Zadania do wykonania -
(A) Oceń, czy stwierdzenia (i), (ii) i (iii) są zgodne z tekstem o ilustracji książkowej. Przy każdym odpowiedz „tak” lub „nie” i przytocz dosłownie słowa tekstu, które o tym przesądzają.
(i) Polską szkołą ilustracji nazywa się zjawisko z lat 50., 60. i 70. XX wieku.
(ii) Literatura dziecięca zaczęła się kształtować w XVIII wieku.
(iii) Akwaforta jest techniką graficzną druku wypukłego.
(B) Przepisz z tekstu o ilustracji książkowej fragment, który zaczyna się od słów „Józef Wilkoń” i ciągnie się aż do słów „się od ilustracji.”.

== Tekst do przeczytania ==

Ilustracja – mała furtka do wielkiej sztuki
Z rzeczy, które wymyślił człowiek, książka jest jednym z jego największych dzieł. […] Zmienia się jej uroda, jej forma, ale jej funkcja, jej istota jest wieczna. Może być ilustrowana, być polem dla arcydzieła (…). Jest z natury stworzona dla piękna. Brzydota czyni jej cierpienie dotkliwym jak ból (…), ale za to co za radość, kiedy promienieje.
Józef Wilkoń
Korzenie polskiej szkoły ilustracji (tak zwyczajowo przyjęło się określać zjawisko istniejące w latach 50., 60. i 70. XX wieku w dziedzinie polskiej ilustracji książkowej) sięgają lat przedwojennych, a nawet dziewiętnastego stulecia.
Co prawda już w średniowieczu, czyli od początków samej książki, pojawiło się iluminatorstwo, które płynnie przeszło w staropolską grafikę i drzeworyt, następnie w barokową ilustrację, akwafortę (technika graficzna druku wklęsłego) i cynkografię (technika graficzna druku wypukłego), aż po kolejne odmiany drzeworytu i litografii. W XIX wieku, gdy Polska zniknęła z map, zaczęła się kształtować literatura dziecięca. Wydawanie książek dla dzieci bez obrazków nie było i nie jest możliwe. Oswajanie się dziecka z książką, nawet takiego już czytającego, zawsze zaczyna się od ilustracji.

===
== Wybrane pozycje ==

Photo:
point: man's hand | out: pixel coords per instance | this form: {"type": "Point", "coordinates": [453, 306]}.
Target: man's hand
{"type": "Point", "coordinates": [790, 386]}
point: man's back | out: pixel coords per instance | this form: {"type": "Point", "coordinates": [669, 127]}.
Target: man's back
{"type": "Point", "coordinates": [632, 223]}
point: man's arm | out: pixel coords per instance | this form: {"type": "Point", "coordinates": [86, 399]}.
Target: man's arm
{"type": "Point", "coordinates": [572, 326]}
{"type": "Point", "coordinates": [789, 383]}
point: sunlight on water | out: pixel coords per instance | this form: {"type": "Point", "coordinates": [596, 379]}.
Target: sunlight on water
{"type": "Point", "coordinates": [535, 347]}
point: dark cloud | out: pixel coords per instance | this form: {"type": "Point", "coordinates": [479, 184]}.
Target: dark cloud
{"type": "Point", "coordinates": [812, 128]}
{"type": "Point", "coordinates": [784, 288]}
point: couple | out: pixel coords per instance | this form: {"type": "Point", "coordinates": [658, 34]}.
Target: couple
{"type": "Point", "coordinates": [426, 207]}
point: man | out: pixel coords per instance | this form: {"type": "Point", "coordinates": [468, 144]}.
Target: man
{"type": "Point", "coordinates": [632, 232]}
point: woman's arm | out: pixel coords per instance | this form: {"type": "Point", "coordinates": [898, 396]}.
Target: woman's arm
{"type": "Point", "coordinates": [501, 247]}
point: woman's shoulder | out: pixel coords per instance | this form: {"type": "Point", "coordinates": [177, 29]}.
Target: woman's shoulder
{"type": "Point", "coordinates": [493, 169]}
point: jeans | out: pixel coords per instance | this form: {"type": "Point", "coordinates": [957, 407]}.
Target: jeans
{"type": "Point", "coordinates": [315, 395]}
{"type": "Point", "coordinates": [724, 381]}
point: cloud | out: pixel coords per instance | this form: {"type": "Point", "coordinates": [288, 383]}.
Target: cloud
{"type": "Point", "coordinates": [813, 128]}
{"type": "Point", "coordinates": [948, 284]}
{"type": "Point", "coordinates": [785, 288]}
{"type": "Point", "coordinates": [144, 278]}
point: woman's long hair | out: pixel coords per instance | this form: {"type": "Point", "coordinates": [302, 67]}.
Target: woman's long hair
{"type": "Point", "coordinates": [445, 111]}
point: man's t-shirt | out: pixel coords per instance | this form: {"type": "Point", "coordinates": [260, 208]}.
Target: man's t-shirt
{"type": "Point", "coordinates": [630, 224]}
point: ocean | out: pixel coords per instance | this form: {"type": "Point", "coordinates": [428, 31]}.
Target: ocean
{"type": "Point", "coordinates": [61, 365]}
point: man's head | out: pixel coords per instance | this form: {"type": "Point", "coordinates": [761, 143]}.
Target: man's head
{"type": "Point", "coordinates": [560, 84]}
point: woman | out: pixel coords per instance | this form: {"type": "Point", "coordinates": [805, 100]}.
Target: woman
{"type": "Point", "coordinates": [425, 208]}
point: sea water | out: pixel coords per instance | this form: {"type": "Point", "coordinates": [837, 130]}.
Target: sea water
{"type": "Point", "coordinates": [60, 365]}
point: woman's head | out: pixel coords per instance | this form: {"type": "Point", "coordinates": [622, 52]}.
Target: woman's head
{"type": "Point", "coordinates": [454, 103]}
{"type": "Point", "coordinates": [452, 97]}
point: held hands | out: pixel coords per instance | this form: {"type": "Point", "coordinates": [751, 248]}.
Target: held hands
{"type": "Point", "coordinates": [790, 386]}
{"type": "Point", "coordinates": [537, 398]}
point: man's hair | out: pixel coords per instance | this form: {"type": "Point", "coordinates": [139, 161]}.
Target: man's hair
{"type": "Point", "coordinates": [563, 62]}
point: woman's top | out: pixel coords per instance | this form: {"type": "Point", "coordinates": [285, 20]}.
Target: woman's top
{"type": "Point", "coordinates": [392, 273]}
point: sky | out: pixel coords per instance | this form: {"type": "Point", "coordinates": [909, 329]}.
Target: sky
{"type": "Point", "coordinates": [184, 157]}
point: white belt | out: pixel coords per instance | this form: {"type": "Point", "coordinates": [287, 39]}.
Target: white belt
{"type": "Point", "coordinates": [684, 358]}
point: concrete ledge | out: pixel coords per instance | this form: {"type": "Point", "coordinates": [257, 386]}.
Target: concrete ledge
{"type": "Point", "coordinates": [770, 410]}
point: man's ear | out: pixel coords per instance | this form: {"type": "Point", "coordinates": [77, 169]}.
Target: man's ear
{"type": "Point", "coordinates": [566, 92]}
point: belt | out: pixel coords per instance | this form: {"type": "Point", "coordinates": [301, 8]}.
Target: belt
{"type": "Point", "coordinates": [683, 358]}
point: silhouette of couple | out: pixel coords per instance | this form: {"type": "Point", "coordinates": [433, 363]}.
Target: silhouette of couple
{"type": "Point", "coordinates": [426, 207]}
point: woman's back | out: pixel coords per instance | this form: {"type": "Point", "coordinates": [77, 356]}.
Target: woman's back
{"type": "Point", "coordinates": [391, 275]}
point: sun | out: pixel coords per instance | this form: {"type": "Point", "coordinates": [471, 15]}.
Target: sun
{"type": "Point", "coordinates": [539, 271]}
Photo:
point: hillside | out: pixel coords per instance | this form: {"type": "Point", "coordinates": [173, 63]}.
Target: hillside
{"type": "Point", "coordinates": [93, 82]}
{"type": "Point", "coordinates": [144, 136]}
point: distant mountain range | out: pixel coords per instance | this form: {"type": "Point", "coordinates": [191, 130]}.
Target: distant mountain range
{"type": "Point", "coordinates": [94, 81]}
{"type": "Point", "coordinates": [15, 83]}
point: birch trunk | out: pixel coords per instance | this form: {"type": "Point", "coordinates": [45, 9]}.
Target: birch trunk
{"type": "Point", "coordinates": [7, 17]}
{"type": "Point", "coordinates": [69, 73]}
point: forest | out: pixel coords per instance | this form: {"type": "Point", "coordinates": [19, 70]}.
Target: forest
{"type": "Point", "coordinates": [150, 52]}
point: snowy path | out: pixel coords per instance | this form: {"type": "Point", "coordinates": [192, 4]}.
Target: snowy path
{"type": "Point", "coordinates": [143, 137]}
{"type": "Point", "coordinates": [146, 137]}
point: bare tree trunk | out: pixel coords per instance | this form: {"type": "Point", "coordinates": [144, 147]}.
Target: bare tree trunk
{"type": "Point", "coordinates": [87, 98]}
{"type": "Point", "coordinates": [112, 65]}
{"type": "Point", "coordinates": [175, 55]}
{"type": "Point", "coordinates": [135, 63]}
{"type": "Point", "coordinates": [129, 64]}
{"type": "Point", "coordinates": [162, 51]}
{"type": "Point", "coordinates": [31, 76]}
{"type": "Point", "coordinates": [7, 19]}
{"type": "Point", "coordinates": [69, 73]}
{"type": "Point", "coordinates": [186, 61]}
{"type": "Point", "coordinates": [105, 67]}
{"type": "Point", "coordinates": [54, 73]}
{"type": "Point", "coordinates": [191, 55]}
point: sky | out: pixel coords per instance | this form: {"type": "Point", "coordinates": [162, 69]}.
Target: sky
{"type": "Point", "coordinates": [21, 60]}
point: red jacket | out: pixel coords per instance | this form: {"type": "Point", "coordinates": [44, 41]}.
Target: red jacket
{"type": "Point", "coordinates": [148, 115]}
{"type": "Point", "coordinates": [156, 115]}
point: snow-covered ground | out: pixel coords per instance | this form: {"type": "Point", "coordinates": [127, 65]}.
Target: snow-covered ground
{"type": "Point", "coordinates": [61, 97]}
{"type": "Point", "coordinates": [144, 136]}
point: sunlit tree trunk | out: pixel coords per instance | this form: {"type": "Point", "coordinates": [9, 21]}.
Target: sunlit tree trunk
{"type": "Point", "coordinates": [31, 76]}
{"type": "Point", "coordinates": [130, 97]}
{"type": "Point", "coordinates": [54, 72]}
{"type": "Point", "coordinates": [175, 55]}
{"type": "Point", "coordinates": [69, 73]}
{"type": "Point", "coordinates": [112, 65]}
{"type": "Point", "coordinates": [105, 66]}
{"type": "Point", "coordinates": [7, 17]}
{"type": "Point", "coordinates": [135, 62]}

===

W odpowiedzi -
(A)
(i) Tak: „zjawisko istniejące w latach 50., 60. i 70. XX wieku w dziedzinie polskiej ilustracji książkowej”.
(ii) Nie: „W XIX wieku, gdy Polska zniknęła z map, zaczęła się kształtować literatura dziecięca”.
(iii) Nie: „akwafortę (technika graficzna druku wklęsłego)”.

(B)
Józef Wilkoń
Korzenie polskiej szkoły ilustracji (tak zwyczajowo przyjęło się określać zjawisko istniejące w latach 50., 60. i 70. XX wieku w dziedzinie polskiej ilustracji książkowej) sięgają lat przedwojennych, a nawet dziewiętnastego stulecia.
Co prawda już w średniowieczu, czyli od początków samej książki, pojawiło się iluminatorstwo, które płynnie przeszło w staropolską grafikę i drzeworyt, następnie w barokową ilustrację, akwafortę (technika graficzna druku wklęsłego) i cynkografię (technika graficzna druku wypukłego), aż po kolejne odmiany drzeworytu i litografii. W XIX wieku, gdy Polska zniknęła z map, zaczęła się kształtować literatura dziecięca. Wydawanie książek dla dzieci bez obrazków nie było i nie jest możliwe. Oswajanie się dziecka z książką, nawet takiego już czytającego, zawsze zaczyna się od ilustracji.